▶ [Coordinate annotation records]

START

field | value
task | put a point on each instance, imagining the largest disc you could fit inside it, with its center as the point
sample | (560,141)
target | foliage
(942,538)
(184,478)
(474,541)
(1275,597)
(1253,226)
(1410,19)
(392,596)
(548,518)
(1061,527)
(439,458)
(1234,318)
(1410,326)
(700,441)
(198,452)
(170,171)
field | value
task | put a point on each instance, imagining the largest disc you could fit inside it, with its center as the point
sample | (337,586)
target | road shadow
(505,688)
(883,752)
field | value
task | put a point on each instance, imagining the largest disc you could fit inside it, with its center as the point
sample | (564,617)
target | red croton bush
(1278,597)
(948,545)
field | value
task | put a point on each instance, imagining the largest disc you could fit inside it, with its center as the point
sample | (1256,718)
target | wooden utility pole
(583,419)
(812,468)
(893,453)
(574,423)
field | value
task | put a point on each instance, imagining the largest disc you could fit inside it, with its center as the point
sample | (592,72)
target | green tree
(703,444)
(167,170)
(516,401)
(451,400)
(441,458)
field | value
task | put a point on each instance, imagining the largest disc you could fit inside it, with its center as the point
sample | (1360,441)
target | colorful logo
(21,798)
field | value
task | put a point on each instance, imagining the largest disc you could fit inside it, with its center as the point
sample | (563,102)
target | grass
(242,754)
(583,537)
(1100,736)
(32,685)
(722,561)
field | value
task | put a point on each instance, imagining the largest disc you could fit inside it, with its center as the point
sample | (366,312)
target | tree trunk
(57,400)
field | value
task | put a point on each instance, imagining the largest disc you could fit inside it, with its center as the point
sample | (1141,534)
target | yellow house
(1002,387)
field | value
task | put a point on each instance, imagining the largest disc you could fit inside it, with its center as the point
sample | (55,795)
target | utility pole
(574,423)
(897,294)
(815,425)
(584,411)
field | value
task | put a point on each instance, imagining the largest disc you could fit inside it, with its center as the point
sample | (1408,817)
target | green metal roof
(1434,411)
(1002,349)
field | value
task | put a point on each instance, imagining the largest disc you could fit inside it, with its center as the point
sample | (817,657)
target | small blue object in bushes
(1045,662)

END

▶ [Set task] Transcribe the entire listing above precisely.

▶ [Problem solution]
field | value
task | put a point on each instance, imagining the largest disc you could fit inside it, with its center as the point
sample | (560,141)
target | foliage
(942,538)
(184,478)
(474,541)
(1275,597)
(1253,226)
(1410,19)
(392,596)
(548,518)
(1061,527)
(439,458)
(1234,318)
(1410,326)
(700,441)
(198,452)
(170,171)
field | value
task | put a point on each instance, imagining the largest disc you could fit inside it, with its center as the point
sample | (337,586)
target | road shadow
(505,688)
(883,752)
field | value
task | put a point on each instance, imagining the largest disc you could fit inside it, with its center as the point
sample | (564,617)
target | red croton bush
(1278,597)
(948,545)
field | value
task | put a point on each instance, imagining the largest disc you could fit inside it, with its center as the point
sample | (1256,718)
target | wooden utility pole
(583,419)
(812,468)
(893,453)
(574,423)
field | value
task | put a point on each instance, imagining the largest disc you could fit inside it, with its center as the point
sample | (592,72)
target | green tree
(703,444)
(167,170)
(516,401)
(451,400)
(441,458)
field | value
task | put a point on each instance, imagining the largest disc you could fit inside it, with its center as the point
sample | (1360,441)
target | colorful logo
(21,798)
field | value
task | put a point on each instance, imagining the largest disc you could fit inside it, with its center as the point
sample | (563,102)
target | grass
(242,754)
(583,537)
(1100,736)
(32,685)
(722,561)
field | value
task | put a point on each instance, imagining the largest disc you could fit inside it, with its center as the point
sample | (366,312)
target | tree trunk
(57,400)
field | value
task | put a point on each instance, imagining the largest disc you could fit inside it, with its center as the point
sample | (1141,534)
target | yellow house
(1002,387)
field | value
task | put a point on each instance, imagining the largest disc you could fit inside it, with its center as the point
sample | (55,795)
target | utility pole
(574,423)
(897,294)
(815,425)
(584,411)
field | value
task | put a point on each instance, imagining the largest disc you could fit inside it, with its center as the point
sample | (1408,817)
target | green metal roof
(1434,411)
(1002,349)
field | value
task | put a point on each instance, imagining the largest disc you could fit inside it, with its center as the point
sample | (817,657)
target | small blue object in bushes
(1045,662)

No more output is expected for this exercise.